What the task requires
Gather every line from the listing below that contains the string "target". Case matters.

Collected data entries
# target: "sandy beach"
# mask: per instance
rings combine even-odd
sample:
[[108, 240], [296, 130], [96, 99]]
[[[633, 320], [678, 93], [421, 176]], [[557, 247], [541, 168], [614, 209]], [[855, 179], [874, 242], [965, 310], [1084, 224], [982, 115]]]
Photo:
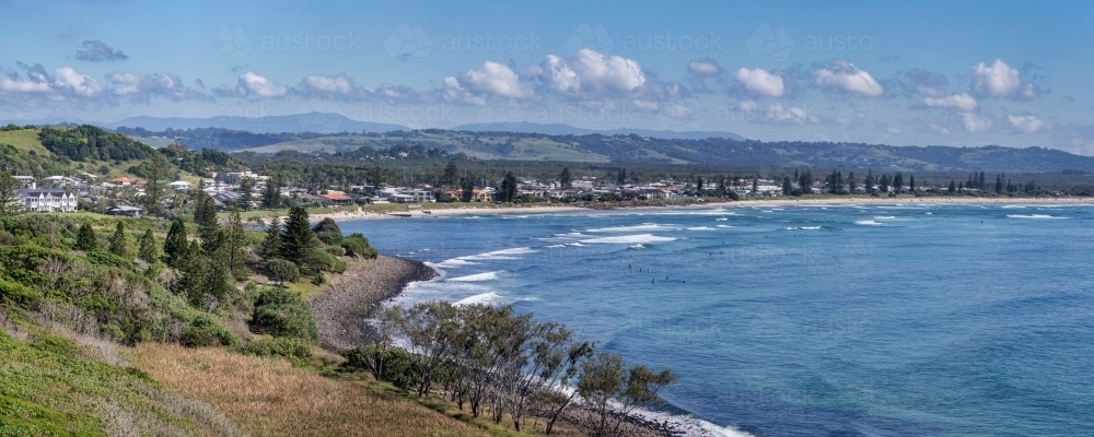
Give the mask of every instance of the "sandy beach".
[[974, 198], [974, 197], [922, 197], [922, 198], [768, 198], [763, 200], [740, 200], [731, 202], [698, 202], [682, 205], [641, 205], [632, 206], [626, 203], [613, 205], [598, 203], [597, 208], [580, 205], [536, 205], [536, 206], [493, 206], [489, 204], [470, 204], [461, 208], [430, 209], [423, 204], [420, 211], [398, 211], [391, 213], [369, 212], [364, 210], [342, 211], [329, 214], [313, 214], [312, 222], [323, 218], [334, 218], [337, 222], [357, 220], [383, 218], [430, 218], [459, 215], [498, 215], [498, 214], [551, 214], [573, 212], [602, 212], [605, 210], [663, 210], [663, 209], [712, 209], [712, 208], [752, 208], [752, 206], [807, 206], [807, 205], [850, 205], [850, 204], [1092, 204], [1094, 198]]

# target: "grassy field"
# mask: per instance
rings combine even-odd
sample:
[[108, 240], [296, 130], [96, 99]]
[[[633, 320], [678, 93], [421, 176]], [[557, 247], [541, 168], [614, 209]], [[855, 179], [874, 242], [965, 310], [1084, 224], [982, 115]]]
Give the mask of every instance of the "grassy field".
[[279, 359], [146, 344], [132, 361], [168, 390], [208, 402], [254, 435], [520, 435], [451, 418], [383, 385], [324, 377]]
[[242, 434], [207, 403], [125, 367], [119, 347], [15, 328], [0, 314], [0, 436]]

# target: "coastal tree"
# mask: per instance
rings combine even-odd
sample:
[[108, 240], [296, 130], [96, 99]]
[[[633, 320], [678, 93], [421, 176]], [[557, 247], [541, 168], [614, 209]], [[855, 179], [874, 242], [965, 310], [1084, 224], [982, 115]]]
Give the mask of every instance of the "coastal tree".
[[117, 255], [121, 258], [129, 258], [129, 240], [126, 239], [126, 225], [124, 222], [118, 221], [118, 224], [114, 226], [114, 235], [110, 236], [110, 253]]
[[186, 240], [186, 224], [182, 218], [171, 222], [167, 238], [163, 241], [163, 255], [167, 265], [179, 268], [186, 258], [189, 243]]
[[75, 236], [75, 249], [85, 252], [98, 250], [98, 239], [95, 237], [95, 231], [91, 228], [90, 221], [84, 221], [80, 225], [80, 231]]
[[573, 175], [570, 174], [570, 167], [562, 167], [562, 174], [558, 176], [558, 182], [563, 189], [573, 188]]
[[7, 172], [0, 172], [0, 217], [16, 215], [23, 212], [19, 204], [15, 190], [23, 185]]

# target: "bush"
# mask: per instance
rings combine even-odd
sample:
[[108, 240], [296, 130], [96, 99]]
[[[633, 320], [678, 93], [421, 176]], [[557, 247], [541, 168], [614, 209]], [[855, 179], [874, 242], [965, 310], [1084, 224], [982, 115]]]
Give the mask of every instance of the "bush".
[[369, 239], [361, 234], [352, 234], [342, 239], [342, 247], [346, 248], [347, 255], [357, 258], [376, 258], [376, 249], [369, 245]]
[[265, 288], [255, 299], [251, 330], [275, 336], [292, 336], [318, 342], [319, 330], [312, 309], [300, 295], [284, 288]]
[[275, 258], [266, 261], [266, 275], [277, 283], [293, 282], [300, 277], [300, 269], [291, 261]]
[[200, 315], [186, 326], [179, 342], [190, 347], [230, 346], [235, 343], [235, 336], [228, 327], [213, 321], [207, 315]]
[[286, 336], [245, 344], [238, 347], [238, 352], [247, 355], [286, 358], [293, 364], [302, 364], [312, 358], [312, 346], [307, 341]]

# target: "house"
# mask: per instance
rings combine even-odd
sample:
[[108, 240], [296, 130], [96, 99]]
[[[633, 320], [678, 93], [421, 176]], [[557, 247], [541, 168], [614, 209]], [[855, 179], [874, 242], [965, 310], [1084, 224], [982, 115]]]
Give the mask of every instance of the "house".
[[143, 211], [144, 210], [142, 210], [140, 208], [137, 208], [137, 206], [121, 205], [121, 206], [110, 208], [110, 209], [106, 210], [106, 213], [110, 214], [110, 215], [123, 215], [123, 216], [127, 216], [127, 217], [139, 217], [140, 213], [143, 212]]
[[57, 189], [16, 190], [15, 197], [23, 209], [31, 212], [72, 212], [77, 208], [75, 194]]
[[19, 181], [20, 185], [23, 186], [23, 188], [32, 190], [38, 188], [34, 182], [34, 176], [13, 176], [13, 177], [15, 178], [15, 180]]
[[353, 199], [341, 191], [327, 191], [326, 194], [319, 194], [319, 197], [326, 199], [327, 203], [330, 204], [347, 205], [353, 203]]
[[173, 188], [175, 192], [187, 192], [190, 190], [190, 182], [187, 182], [185, 180], [176, 180], [174, 182], [167, 184], [167, 187]]
[[107, 181], [110, 182], [110, 184], [114, 184], [117, 187], [132, 187], [132, 186], [138, 186], [138, 185], [144, 185], [143, 180], [128, 178], [128, 177], [125, 177], [125, 176], [117, 177], [117, 178], [114, 178], [114, 179], [110, 179], [110, 180], [107, 180]]

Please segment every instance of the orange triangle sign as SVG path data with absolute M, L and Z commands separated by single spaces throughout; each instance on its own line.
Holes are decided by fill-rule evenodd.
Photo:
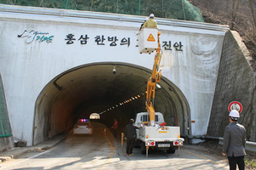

Exercise answer
# target: "sandy beach"
# target: "grassy field"
# target: "coastal tree"
# target: "bush"
# target: "house"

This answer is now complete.